TASK DESCRIPTION
Copy all of the material below word for word, but leave out the pictures.
— BEGIN DATASET EXTRACT —
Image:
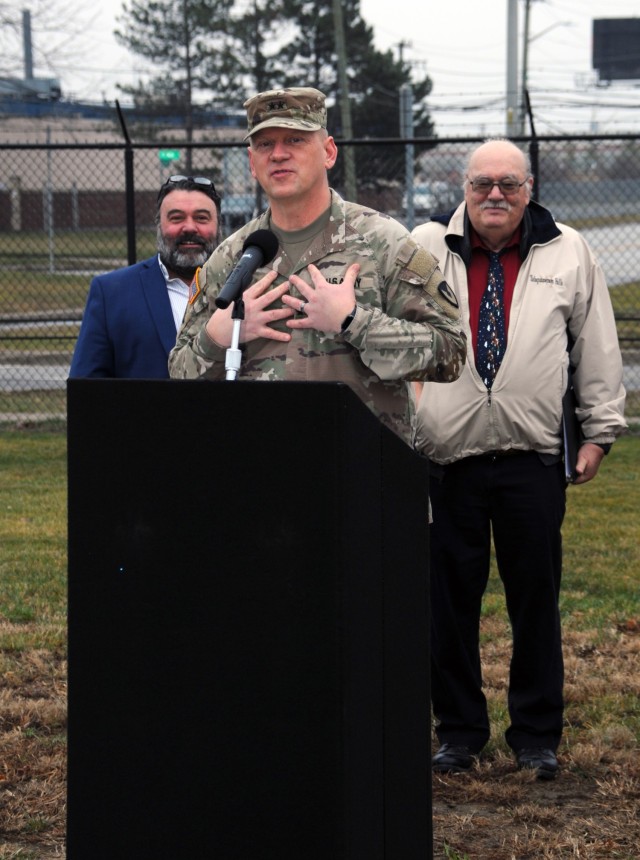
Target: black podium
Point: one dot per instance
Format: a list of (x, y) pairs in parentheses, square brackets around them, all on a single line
[(248, 626)]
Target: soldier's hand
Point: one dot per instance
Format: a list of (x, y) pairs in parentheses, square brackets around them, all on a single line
[(325, 305), (259, 316)]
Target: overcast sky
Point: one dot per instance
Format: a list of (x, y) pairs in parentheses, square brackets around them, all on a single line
[(461, 44)]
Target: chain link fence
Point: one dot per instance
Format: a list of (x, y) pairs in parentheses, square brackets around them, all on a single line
[(69, 212)]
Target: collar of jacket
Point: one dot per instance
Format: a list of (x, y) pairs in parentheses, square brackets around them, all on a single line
[(538, 227)]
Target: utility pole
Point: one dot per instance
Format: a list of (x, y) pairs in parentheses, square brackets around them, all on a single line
[(512, 67), (525, 65), (345, 104)]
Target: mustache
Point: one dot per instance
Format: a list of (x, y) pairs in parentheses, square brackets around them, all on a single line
[(191, 238), (498, 204)]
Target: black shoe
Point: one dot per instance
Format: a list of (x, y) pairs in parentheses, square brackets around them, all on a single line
[(541, 760), (452, 758)]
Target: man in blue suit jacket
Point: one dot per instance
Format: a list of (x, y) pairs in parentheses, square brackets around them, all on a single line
[(133, 314)]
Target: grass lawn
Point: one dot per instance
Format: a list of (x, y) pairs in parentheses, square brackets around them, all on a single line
[(495, 813)]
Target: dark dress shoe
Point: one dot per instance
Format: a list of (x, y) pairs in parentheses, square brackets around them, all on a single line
[(452, 758), (541, 760)]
— END DATASET EXTRACT —
REPLY
Image:
Target: black podium
Point: one dot per instance
Format: a list of (x, y) pairs in parentheses, square brackets around them, all on a single line
[(248, 626)]
Target: soldier's hand
Point: one dot per instance
Format: a list of (x, y) pairs in parentheses, square brackets around them, all on a single line
[(325, 305), (259, 316)]
Target: overcast sky
Point: one dot per instance
Format: a list of (x, y) pairs in parentheses, square brackets around them, all on a single line
[(461, 44)]
Target: chain link fence
Point: one dot per instance
Format: a list of (x, y) pairs in parentheses, square brackets around them, all on a single line
[(69, 212)]
Target: collar of jacket
Point: one dot per instance
Format: a list of (x, y) pairs in parentheses, square brackets around them, all on a single line
[(538, 227)]
Target: utility pole
Point: one dot per instance
Format: a list of (x, y) pairs in parentheses, square brackets around them, all on a single line
[(512, 67), (525, 65), (345, 104)]
Target: mustache
Point: one dot per instance
Format: a list of (x, y) pairs in parentheses, square brackets around them, all on a single line
[(191, 238), (498, 204)]
Target: black shoe
Point: one dot per instance
Format: a list of (x, y) pairs in parentheses, square brackets around them, all on a single line
[(541, 760), (452, 758)]
Target: man in blue suit jacket
Point: one dot per instance
Format: a list of (x, y) pairs in parentheses, square brackets around them, all on a single line
[(133, 314)]
Target: grass lawn
Point: one dot per instance
Format: a list of (x, y) pairs in parentheses, square brackets around them, all on a single line
[(495, 813)]
Target: dark dress shoe
Point: one dot per instance
Format: a list of (x, y) pairs in parentheses, square brackets around them, all on a single line
[(452, 758), (541, 760)]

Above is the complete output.